» **What to do**:
Retype the data word for word, starting with the line that contains "of the green" and going through the last line of the data.

» **Records provided**:
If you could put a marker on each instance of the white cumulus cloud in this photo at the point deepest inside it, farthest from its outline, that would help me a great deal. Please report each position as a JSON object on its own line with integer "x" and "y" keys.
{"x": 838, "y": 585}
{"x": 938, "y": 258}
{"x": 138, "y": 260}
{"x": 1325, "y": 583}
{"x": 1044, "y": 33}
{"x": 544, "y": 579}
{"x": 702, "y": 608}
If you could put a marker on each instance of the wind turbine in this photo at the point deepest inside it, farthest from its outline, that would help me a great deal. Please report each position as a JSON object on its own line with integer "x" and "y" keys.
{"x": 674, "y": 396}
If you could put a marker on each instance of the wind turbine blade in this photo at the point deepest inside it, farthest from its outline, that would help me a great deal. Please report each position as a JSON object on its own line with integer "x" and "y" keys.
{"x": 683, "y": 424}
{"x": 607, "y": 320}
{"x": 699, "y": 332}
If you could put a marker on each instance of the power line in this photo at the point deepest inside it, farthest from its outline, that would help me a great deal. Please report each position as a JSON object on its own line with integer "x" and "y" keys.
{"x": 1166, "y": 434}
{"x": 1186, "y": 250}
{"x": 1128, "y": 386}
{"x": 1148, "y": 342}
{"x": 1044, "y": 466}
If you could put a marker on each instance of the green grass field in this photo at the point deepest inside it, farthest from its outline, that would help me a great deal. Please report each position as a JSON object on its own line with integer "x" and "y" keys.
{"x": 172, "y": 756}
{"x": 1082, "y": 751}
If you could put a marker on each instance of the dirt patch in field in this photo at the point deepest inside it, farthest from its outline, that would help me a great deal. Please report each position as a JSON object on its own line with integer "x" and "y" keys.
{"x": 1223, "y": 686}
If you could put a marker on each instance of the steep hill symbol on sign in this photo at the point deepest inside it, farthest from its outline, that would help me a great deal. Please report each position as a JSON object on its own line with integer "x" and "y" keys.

» **Solution to this problem**:
If you could put a marker on each instance of the green grass field in this photo at the point deepest inside it, farthest from its outline, that would help me a great deal. Please report each position as a JSON object on its own line with integer "x" and "y" keys.
{"x": 172, "y": 756}
{"x": 1082, "y": 751}
If you could put a marker on each instance of the dirt patch in field in this photo at the point deepest inside it, farthest from its outline, that would help me a great deal. Please report each position as a JSON object on its own line with integer "x" and "y" keys.
{"x": 1223, "y": 686}
If you could put a marker on each instance of the steep hill symbol on sign in this photo at the point deepest inside it, farthest from its outline, that would help me a great deal. Please report each position as a JSON object on its own line with integer "x" and "y" keys.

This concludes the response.